### YOUR TASK
Restate the entries below verbatim.

##### STORED RECORDS #####

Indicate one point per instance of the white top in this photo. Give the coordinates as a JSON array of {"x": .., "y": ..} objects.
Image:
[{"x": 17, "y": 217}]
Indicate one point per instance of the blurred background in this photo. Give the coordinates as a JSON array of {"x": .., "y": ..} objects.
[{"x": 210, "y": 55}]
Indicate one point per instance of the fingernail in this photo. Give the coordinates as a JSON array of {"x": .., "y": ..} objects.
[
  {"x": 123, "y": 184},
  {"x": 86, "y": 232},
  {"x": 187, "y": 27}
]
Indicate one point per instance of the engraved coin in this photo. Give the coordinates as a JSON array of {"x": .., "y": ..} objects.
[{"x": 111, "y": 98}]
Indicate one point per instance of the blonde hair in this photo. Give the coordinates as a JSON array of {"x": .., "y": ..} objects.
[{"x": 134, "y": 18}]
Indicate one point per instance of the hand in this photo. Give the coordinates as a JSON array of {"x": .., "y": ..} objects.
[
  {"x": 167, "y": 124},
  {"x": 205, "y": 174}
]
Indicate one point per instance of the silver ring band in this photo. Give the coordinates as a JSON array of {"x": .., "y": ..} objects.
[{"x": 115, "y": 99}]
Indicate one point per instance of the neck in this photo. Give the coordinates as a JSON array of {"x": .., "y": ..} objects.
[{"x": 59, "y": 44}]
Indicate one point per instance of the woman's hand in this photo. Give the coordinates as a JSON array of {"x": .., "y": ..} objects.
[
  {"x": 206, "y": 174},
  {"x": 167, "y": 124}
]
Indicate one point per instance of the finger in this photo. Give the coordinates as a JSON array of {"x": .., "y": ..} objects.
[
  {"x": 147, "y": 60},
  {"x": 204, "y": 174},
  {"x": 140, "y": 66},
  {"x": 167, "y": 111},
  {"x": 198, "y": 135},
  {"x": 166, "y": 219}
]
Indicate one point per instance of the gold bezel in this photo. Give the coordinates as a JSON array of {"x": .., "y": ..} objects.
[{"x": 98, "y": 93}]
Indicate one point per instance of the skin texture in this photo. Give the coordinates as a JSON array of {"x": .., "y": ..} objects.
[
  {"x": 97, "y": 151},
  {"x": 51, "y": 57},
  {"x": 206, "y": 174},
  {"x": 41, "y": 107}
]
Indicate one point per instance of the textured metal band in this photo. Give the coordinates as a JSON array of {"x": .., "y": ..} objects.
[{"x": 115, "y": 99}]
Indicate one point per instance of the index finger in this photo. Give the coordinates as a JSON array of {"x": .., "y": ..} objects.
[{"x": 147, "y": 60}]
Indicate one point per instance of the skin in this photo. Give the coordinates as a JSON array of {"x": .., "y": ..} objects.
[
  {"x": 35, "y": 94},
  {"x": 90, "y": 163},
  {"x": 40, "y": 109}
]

#####

### THE ANSWER
Indicate one point per instance of the white top in this photo. Give the coordinates as a JSON array of {"x": .., "y": ..} objects.
Image:
[{"x": 17, "y": 217}]
Indicate one point per instance of the blurred background in this photo. Give the coordinates as a JSON array of {"x": .., "y": ..} objects.
[{"x": 210, "y": 55}]
Indicate one point per instance of the fingernail in this photo. Give the coordinates as a JSON array of {"x": .., "y": ..} objects.
[
  {"x": 123, "y": 184},
  {"x": 86, "y": 232},
  {"x": 187, "y": 27}
]
Indicate one point per instance of the engraved coin in this photo. Give the coordinates as a JSON array of {"x": .., "y": ..} objects.
[{"x": 111, "y": 98}]
Indicate one point per instance of the blonde hair in this photo. Give the coordinates as a JSON array of {"x": .., "y": ..} objects.
[{"x": 134, "y": 18}]
Indicate one point per instance of the hand in this photo. Give the coordinates as a JSON array of {"x": .., "y": ..} objects.
[
  {"x": 167, "y": 124},
  {"x": 205, "y": 174}
]
Indicate one point per instance of the silver ring band in this photo. Give the coordinates as a JSON array of {"x": .., "y": ..} objects.
[{"x": 115, "y": 99}]
Indicate one point per instance of the neck in this photo. Give the coordinates as a JSON array of {"x": .., "y": ..} objects.
[{"x": 59, "y": 44}]
Indicate one point per instance of the woman's hand in this photo. Give the coordinates as a JSON array of {"x": .., "y": ..} objects.
[
  {"x": 206, "y": 174},
  {"x": 167, "y": 124}
]
Indicate one point per instance of the finger in this photo. Give the coordinates as a JSON array of {"x": .., "y": ..} objects.
[
  {"x": 147, "y": 60},
  {"x": 204, "y": 174},
  {"x": 140, "y": 66},
  {"x": 167, "y": 111},
  {"x": 198, "y": 135},
  {"x": 166, "y": 219}
]
Indicate one point per instance of the gold bezel in this photo. Give the coordinates as a JSON array of {"x": .., "y": ..} objects.
[{"x": 98, "y": 93}]
Indicate one point per instance of the skin texture in this photo. Give the coordinates as a JSON array of {"x": .., "y": ..} objects.
[
  {"x": 97, "y": 151},
  {"x": 51, "y": 57},
  {"x": 206, "y": 174},
  {"x": 41, "y": 107}
]
Indicate one point per instance of the textured metal band in this photo. Give the coordinates as a JSON array of {"x": .., "y": ..} objects.
[{"x": 115, "y": 99}]
Indicate one point per instance of the index finger in this photo. Give the coordinates as a JSON array of {"x": .., "y": ..} objects.
[{"x": 147, "y": 60}]
Indicate one point per instance of the skin in this photo. Give the coordinates as a JSON array of {"x": .., "y": ..} objects.
[
  {"x": 35, "y": 94},
  {"x": 90, "y": 163},
  {"x": 40, "y": 109}
]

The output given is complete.